● **Provided records**

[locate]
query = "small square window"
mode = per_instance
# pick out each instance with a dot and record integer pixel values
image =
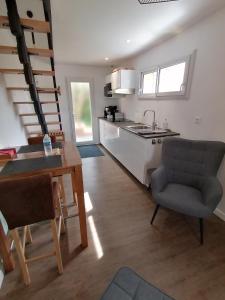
(171, 78)
(148, 83)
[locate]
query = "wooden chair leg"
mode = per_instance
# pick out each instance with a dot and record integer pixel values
(29, 236)
(21, 257)
(155, 213)
(57, 246)
(63, 196)
(201, 231)
(60, 214)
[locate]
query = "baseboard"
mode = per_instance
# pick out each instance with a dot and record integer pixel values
(219, 213)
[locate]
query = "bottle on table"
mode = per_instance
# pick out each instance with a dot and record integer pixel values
(47, 143)
(165, 124)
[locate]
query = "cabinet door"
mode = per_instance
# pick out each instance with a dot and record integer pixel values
(116, 80)
(128, 79)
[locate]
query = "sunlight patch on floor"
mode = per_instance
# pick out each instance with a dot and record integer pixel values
(97, 244)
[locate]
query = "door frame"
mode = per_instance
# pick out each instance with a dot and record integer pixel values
(72, 123)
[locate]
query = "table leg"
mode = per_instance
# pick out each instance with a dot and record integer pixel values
(5, 252)
(77, 182)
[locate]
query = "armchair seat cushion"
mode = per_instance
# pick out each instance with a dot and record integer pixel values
(184, 199)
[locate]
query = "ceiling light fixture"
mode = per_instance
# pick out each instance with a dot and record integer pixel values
(154, 1)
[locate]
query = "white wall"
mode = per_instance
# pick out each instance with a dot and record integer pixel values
(65, 72)
(207, 98)
(11, 130)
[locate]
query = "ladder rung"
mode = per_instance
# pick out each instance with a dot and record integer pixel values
(40, 90)
(28, 24)
(37, 124)
(42, 102)
(31, 51)
(34, 114)
(20, 71)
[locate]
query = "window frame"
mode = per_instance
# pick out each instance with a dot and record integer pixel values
(183, 94)
(148, 95)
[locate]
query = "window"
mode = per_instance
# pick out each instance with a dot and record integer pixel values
(166, 80)
(171, 79)
(149, 83)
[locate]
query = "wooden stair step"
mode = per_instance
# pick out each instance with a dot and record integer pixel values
(30, 102)
(40, 90)
(37, 124)
(20, 71)
(57, 133)
(31, 51)
(34, 114)
(28, 24)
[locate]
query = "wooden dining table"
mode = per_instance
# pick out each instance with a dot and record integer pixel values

● **What the exercise asks**
Transcribe all the data word for word; the images stay out.

● **Reply**
[locate]
query = "small square window"
mode = per_instance
# pick out each instance with a dot and record integer pixel values
image =
(171, 78)
(148, 83)
[locate]
query = "wooden chair leg"
mode = per_instance
# pick out each instance with a dot and record integer pixel values
(29, 236)
(21, 257)
(155, 213)
(57, 246)
(63, 196)
(201, 231)
(60, 214)
[locate]
query = "baseboard"
mode = per_instance
# pick out each instance with a dot and record integer pixel values
(219, 213)
[locate]
query = "bottle on table"
mode = per_instance
# pick out each instance with a dot and record integer pixel values
(47, 143)
(165, 124)
[locate]
query = "cabinet door"
mode = per_instance
# pick out each instance with a dot and record integer pixel values
(116, 80)
(128, 79)
[locate]
query = "sunlight patch on floor"
mode = per_instance
# pick out each instance with a dot and record integer pixel values
(97, 244)
[locate]
query = "door frame"
mode = per_instance
# pick out each instance with a dot and record integer pixel values
(72, 123)
[locate]
query = "table leg"
mode = per_instance
# pick out each instance with a dot and record integer pixel values
(5, 252)
(77, 182)
[locate]
query = "armchair seat cushion"
mode = per_instance
# pick out each instance with a dot and record integer pixel values
(184, 199)
[locate]
query = "ceiling light fixture"
mode = per_instance
# pick out each instance with a dot and record integer pixel values
(154, 1)
[locate]
query = "white wall"
mode = per_instance
# pick out each instance with a dot and record integer pixel values
(65, 72)
(207, 98)
(11, 130)
[locate]
query = "ladder rung"
mode = per_instance
# pick out each instance with a dot and record integer pixel values
(40, 90)
(28, 24)
(37, 124)
(42, 102)
(31, 51)
(34, 114)
(20, 71)
[locate]
query = "window frame"
mode = per_instance
# pick out each instance with a dot and record integer pixel values
(183, 94)
(148, 95)
[locate]
query = "window"
mode = per_instance
# pick out each instance with a dot and record integer pixel values
(166, 80)
(171, 79)
(149, 83)
[locate]
query = "wooden stair step"
mode = per_instance
# pick out each instance with a dot and record integer pixel values
(30, 102)
(40, 90)
(37, 124)
(20, 71)
(57, 133)
(31, 51)
(34, 114)
(28, 24)
[locate]
query = "wooden dining table"
mode = per_instance
# pick out each instance with a dot and record integer pixel values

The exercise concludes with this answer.